EXERCISE AIM:
Each line from the one containing "Shelf-audit task: drop a dot on every instance of the barge." through the end of the data is to be written out exactly, and nothing more.

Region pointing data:
----------------------------------------
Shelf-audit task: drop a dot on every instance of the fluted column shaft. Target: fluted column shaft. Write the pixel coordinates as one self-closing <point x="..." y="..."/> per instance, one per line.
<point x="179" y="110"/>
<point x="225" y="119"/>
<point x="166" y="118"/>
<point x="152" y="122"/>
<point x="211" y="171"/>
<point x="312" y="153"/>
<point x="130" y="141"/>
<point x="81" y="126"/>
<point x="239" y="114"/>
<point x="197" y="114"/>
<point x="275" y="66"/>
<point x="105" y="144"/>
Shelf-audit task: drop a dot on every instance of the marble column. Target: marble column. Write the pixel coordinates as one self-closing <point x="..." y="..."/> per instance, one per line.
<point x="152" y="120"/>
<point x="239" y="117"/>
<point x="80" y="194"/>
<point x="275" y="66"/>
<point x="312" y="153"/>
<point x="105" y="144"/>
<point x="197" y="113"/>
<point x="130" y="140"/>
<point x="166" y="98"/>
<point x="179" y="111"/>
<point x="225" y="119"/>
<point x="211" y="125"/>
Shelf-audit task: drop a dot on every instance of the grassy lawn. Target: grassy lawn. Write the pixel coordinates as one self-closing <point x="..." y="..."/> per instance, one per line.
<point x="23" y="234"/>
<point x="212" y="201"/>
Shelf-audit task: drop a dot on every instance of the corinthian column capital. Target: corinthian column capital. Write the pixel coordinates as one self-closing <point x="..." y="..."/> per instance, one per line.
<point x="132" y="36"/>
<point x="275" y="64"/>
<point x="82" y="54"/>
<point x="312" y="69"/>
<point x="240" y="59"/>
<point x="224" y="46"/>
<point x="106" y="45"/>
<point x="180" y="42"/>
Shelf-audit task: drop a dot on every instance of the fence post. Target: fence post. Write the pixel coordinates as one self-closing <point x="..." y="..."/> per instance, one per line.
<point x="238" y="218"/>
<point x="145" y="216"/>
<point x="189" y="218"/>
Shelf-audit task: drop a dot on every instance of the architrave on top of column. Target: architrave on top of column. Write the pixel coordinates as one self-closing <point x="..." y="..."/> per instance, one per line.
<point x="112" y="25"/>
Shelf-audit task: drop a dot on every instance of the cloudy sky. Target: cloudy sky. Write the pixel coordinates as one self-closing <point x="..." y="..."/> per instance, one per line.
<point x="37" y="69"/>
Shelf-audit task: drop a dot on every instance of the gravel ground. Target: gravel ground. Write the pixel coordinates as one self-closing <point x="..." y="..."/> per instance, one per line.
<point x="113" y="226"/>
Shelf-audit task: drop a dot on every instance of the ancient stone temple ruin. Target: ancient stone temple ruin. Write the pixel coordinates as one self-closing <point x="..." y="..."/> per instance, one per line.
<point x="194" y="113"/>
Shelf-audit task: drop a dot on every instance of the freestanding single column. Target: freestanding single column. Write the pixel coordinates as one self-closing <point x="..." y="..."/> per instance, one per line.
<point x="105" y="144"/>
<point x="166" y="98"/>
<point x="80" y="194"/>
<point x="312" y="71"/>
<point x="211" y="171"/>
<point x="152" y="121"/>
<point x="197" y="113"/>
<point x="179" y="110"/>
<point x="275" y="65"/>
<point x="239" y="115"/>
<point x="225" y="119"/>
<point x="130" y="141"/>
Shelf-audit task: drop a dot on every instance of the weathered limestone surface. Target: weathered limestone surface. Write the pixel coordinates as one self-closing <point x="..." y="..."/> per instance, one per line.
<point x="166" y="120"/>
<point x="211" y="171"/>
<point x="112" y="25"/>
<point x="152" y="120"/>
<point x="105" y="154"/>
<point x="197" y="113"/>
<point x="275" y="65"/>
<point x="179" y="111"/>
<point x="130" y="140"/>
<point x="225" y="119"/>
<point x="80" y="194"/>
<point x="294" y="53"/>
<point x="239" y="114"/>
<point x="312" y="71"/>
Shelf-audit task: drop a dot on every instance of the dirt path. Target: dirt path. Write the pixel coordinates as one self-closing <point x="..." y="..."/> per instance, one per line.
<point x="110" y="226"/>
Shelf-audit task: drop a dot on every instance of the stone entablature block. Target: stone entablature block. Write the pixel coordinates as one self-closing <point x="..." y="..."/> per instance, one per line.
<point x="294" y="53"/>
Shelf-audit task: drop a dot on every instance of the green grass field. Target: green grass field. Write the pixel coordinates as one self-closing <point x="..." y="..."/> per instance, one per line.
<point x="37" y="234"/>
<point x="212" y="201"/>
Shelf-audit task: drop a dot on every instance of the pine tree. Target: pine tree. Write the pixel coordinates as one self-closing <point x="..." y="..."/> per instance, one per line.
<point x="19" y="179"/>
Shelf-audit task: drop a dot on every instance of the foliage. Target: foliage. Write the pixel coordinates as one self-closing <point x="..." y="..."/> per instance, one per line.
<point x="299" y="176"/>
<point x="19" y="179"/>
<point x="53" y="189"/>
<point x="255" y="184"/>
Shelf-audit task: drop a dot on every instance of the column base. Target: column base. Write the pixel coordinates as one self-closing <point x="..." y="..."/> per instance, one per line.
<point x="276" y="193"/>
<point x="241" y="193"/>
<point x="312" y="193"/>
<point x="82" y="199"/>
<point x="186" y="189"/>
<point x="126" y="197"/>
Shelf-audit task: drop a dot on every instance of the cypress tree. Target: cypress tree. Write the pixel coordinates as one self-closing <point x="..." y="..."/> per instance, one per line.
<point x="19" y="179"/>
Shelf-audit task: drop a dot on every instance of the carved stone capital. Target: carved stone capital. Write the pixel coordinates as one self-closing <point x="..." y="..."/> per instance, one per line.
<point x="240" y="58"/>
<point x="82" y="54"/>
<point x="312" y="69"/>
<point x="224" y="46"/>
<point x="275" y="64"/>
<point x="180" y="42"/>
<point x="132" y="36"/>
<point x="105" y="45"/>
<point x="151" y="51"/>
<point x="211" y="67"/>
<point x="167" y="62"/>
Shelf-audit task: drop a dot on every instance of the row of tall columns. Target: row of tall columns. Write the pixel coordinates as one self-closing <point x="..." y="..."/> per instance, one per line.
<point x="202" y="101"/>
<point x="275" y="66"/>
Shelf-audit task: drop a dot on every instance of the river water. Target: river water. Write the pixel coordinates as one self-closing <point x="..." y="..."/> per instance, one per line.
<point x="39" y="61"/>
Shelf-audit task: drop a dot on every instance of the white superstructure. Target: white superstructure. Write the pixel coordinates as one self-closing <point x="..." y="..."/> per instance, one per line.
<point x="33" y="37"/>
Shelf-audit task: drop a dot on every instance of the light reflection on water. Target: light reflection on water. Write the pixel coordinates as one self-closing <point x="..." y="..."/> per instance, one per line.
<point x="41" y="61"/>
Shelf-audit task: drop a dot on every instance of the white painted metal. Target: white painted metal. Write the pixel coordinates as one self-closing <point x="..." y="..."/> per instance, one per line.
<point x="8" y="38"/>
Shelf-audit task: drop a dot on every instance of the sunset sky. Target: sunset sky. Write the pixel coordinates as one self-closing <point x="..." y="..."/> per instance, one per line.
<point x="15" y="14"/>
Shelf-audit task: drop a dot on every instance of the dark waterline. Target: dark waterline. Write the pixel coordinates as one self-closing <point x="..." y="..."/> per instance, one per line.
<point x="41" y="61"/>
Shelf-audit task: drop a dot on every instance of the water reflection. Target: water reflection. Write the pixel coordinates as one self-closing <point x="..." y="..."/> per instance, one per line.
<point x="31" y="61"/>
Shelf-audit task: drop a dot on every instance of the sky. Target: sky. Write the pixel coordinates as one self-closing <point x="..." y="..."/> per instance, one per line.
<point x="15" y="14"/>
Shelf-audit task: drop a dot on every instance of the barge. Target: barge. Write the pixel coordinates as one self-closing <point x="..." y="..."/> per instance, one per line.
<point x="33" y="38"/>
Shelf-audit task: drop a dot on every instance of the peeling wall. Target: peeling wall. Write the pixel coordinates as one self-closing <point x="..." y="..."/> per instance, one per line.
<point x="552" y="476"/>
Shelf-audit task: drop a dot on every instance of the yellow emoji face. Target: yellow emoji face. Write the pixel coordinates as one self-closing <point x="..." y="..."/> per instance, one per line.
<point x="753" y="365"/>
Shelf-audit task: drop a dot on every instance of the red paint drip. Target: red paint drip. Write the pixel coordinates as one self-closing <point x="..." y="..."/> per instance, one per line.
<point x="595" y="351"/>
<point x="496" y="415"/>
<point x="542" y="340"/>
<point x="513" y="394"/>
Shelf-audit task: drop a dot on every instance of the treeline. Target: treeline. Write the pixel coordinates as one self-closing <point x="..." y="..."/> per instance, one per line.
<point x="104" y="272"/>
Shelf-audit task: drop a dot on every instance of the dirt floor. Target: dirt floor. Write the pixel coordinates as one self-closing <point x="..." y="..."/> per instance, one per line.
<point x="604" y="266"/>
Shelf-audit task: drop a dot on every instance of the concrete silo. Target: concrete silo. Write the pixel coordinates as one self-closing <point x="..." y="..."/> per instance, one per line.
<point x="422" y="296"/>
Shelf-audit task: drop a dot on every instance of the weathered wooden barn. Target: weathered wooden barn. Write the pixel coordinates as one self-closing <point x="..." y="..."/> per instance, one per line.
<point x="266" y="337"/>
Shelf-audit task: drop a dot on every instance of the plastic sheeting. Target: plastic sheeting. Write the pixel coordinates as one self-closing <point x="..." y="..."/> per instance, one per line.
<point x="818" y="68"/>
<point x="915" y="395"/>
----------------------------------------
SOLUTION:
Shelf-audit task: drop a dot on every instance of the barge. Target: barge. Write the pixel coordinates as one self-closing <point x="..." y="..."/> per instance, one per line.
<point x="33" y="38"/>
Shelf-audit task: drop a dot on every instance of the peeling wall. Target: peeling wall. Write the pixel coordinates as one self-closing <point x="..." y="..."/> per instance, one per line.
<point x="552" y="476"/>
Shelf-audit task: drop a dot on every instance of the yellow emoji face. Target: yellow emoji face. Write the pixel coordinates as one self-closing <point x="..." y="..."/> per instance, one per line.
<point x="753" y="365"/>
Shelf-audit task: drop a dot on every instance of the red paint drip. Target: red paint drip. Write the pixel coordinates as one self-closing <point x="..." y="..."/> per instance, one per line.
<point x="595" y="351"/>
<point x="496" y="415"/>
<point x="542" y="340"/>
<point x="513" y="394"/>
Shelf-audit task: drop a dot on every instance of the treeline. Target: treeline. Write the pixel coordinates as one self-closing <point x="..." y="..."/> per instance, one per line.
<point x="104" y="272"/>
Shelf-audit task: drop a dot on every instance of the dirt floor. Target: dirt floor. Write the pixel coordinates as one self-closing <point x="..." y="..."/> per instance, one per line.
<point x="604" y="266"/>
Shelf-audit task: drop a dot on every instance of the concrete silo. Target: concrete silo. Write the pixel coordinates as one self-closing <point x="..." y="..."/> per instance, one per line.
<point x="422" y="296"/>
Shelf-audit task: drop a dot on every instance of the weathered wooden barn. Target: weathered wooden barn. Write the pixel coordinates as one self-closing <point x="..." y="..."/> per instance, one per line.
<point x="266" y="337"/>
Shelf-audit task: drop a dot on every instance of the plastic sheeting. Target: plastic sheeting. Write the pixel coordinates as one self-closing <point x="..." y="..."/> per instance, one per line.
<point x="818" y="68"/>
<point x="915" y="395"/>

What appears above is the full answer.